[Extracted entries Boundary: Start]

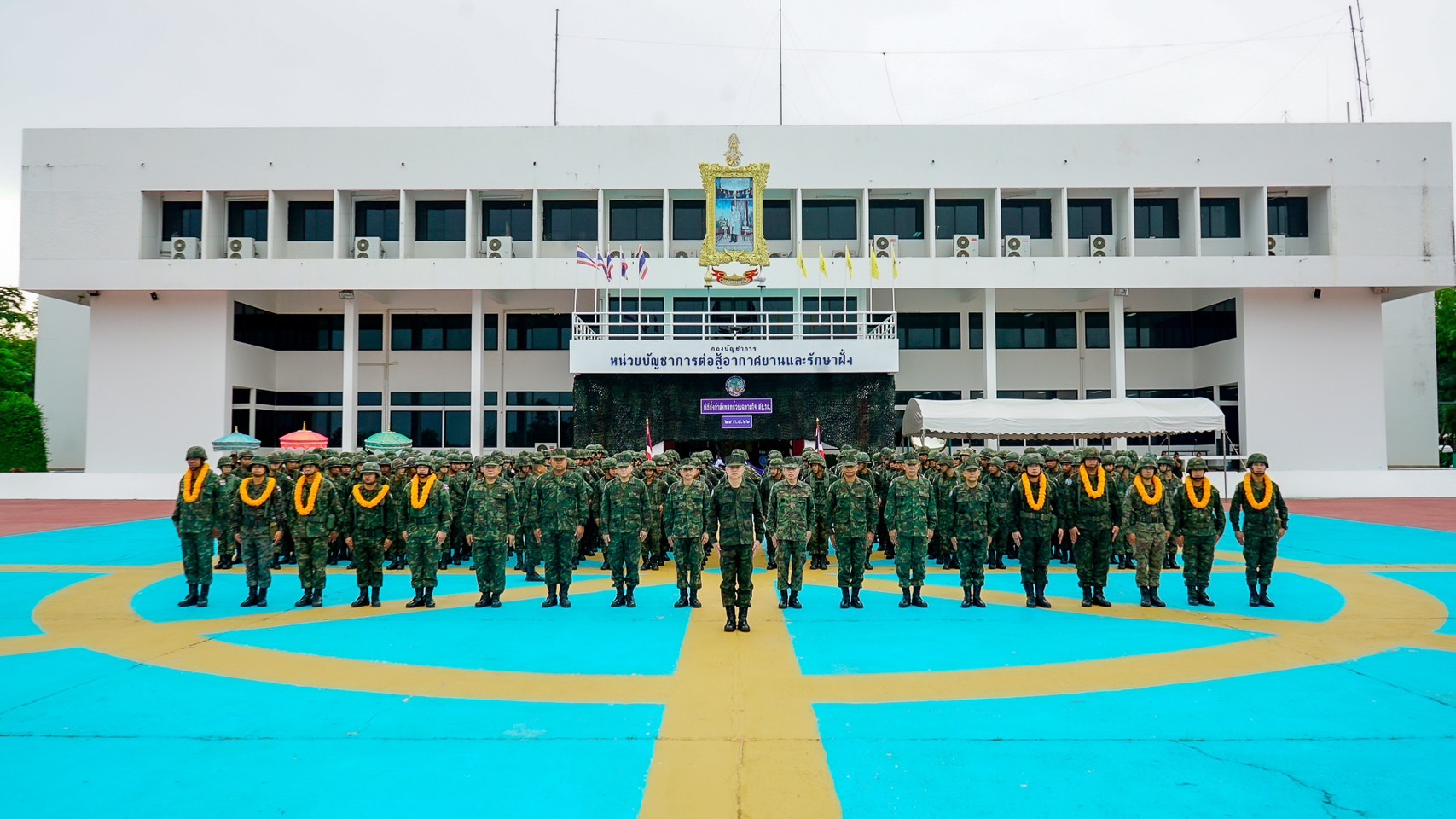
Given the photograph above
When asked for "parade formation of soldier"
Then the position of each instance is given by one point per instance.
(969, 512)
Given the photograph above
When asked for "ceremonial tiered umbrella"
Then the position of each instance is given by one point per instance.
(236, 442)
(387, 442)
(303, 439)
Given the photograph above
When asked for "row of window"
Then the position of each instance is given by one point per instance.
(823, 219)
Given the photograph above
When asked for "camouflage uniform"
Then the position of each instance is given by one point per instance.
(735, 520)
(854, 514)
(195, 524)
(490, 518)
(910, 514)
(791, 512)
(1262, 532)
(1149, 525)
(686, 522)
(1200, 529)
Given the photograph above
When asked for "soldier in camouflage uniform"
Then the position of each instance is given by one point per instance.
(490, 519)
(1198, 524)
(624, 528)
(1258, 500)
(686, 524)
(791, 512)
(1034, 524)
(970, 519)
(199, 519)
(370, 525)
(560, 509)
(1091, 514)
(259, 520)
(313, 526)
(1147, 514)
(854, 514)
(910, 516)
(735, 522)
(426, 531)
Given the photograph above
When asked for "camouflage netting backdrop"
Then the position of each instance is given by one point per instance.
(852, 409)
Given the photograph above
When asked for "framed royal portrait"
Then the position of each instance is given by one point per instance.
(734, 214)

[Extracted entries Boundary: End]

* Exercise
Filter the records for the string "uniform" and copy every line that holds it.

* The answer
When asked for "camouflage uniform"
When asked for "soldier in camouflage uniform"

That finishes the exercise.